#### Try it
Extract all lines from the data beneath that include the word "each".

#### Supplied records
##############################
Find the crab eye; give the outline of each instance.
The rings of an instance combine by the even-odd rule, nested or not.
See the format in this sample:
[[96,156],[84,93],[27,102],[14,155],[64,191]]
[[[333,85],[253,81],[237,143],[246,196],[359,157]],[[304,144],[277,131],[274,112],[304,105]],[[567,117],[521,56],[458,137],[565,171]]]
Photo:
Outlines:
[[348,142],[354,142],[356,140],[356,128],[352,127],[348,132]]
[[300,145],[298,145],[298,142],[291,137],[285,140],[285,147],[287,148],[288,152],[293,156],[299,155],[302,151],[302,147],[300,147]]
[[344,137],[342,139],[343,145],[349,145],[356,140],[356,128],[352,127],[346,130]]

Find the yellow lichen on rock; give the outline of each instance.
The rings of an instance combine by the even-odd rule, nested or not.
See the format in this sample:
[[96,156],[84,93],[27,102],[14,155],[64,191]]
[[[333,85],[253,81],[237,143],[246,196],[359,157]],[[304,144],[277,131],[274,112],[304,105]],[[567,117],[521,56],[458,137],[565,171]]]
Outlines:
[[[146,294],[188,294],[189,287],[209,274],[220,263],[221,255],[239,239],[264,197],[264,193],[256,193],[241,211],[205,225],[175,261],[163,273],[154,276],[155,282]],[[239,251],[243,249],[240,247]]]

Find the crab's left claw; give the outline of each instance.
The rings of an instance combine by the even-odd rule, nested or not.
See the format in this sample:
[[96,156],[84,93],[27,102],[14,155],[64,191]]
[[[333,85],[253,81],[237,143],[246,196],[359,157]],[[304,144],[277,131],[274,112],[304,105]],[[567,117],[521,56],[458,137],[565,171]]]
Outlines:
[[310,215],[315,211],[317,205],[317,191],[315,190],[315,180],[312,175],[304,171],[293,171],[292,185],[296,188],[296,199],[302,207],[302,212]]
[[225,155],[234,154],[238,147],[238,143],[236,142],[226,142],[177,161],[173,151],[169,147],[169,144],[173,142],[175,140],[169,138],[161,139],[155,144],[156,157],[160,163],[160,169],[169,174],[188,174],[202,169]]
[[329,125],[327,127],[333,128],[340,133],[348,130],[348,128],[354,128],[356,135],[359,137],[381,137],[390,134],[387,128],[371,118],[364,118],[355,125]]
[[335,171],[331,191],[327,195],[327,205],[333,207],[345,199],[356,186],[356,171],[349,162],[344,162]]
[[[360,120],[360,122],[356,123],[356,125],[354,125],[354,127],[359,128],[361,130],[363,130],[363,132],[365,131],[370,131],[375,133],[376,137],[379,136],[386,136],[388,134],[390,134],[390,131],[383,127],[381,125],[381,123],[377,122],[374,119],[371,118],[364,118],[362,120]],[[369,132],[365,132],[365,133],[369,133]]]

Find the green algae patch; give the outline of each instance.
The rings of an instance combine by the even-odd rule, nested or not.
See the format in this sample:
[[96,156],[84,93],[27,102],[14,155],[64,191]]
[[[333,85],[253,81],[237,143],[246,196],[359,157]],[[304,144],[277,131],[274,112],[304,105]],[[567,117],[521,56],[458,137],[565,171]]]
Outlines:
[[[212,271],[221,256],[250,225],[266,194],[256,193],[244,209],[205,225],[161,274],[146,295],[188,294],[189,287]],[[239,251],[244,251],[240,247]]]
##############################
#### Task solution
Find the crab eye; give the outline of each instance.
Find the yellow lichen on rock; give the outline of each instance.
Find the crab's left claw; give the outline of each instance.
Find the green algae patch; give the outline of each instance.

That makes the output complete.